═══ PROVIDED RECORDS

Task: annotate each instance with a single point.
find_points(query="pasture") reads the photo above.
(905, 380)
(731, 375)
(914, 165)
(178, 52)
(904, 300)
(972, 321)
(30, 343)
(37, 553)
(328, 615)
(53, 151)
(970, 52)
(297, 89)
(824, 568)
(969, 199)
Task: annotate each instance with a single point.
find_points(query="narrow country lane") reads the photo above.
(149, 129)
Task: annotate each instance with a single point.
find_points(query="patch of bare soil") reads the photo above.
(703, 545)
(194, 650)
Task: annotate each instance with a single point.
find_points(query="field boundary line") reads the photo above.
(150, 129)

══════
═══ PROVIDED RECORDS

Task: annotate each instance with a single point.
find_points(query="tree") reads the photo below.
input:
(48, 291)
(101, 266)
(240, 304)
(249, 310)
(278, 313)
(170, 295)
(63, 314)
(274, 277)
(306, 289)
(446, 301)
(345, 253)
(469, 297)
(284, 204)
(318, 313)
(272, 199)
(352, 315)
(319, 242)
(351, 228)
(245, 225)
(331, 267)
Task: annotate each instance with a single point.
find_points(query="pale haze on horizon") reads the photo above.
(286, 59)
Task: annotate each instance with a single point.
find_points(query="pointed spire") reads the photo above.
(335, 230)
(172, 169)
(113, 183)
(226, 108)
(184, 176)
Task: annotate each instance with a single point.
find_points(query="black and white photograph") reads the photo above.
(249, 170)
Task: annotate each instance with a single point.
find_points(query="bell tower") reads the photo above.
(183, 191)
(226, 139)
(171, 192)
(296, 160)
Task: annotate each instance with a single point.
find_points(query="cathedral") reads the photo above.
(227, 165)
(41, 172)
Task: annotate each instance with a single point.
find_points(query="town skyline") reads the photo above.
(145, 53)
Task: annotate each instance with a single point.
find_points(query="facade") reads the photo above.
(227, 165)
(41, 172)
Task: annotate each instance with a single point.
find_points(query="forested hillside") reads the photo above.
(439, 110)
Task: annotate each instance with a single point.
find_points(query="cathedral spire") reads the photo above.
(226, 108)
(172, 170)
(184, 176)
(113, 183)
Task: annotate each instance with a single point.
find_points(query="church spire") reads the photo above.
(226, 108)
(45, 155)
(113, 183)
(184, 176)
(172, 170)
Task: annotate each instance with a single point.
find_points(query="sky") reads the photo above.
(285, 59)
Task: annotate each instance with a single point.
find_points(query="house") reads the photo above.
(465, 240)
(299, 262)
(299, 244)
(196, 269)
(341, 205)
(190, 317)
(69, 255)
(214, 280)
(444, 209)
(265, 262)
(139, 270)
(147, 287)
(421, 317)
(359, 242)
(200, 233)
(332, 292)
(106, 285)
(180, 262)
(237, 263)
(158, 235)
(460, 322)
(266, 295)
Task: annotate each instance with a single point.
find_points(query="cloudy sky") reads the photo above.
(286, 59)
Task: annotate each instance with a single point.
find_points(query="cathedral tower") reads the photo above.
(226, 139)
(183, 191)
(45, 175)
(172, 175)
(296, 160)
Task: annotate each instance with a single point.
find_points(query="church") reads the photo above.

══════
═══ PROVIDED RECORDS

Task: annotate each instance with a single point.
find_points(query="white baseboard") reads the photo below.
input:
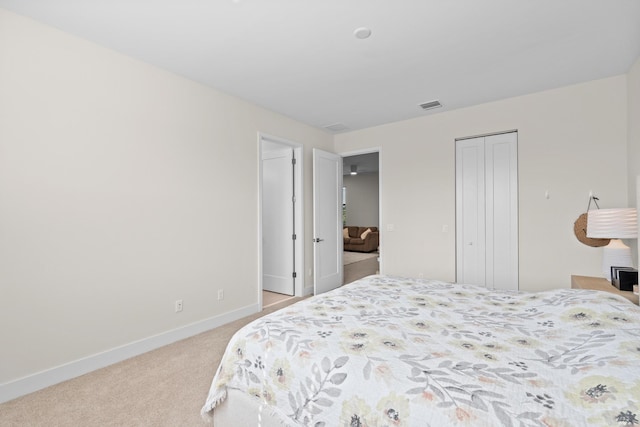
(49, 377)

══════

== TASK DIRECTIONS ==
Select every line in the entries above that contains the string "below", matching case exactly.

== RESPONSE TO THIS TASK ==
find_points(query="tree") reads the photo below.
find_points(query="white baseboard") reads the photo below.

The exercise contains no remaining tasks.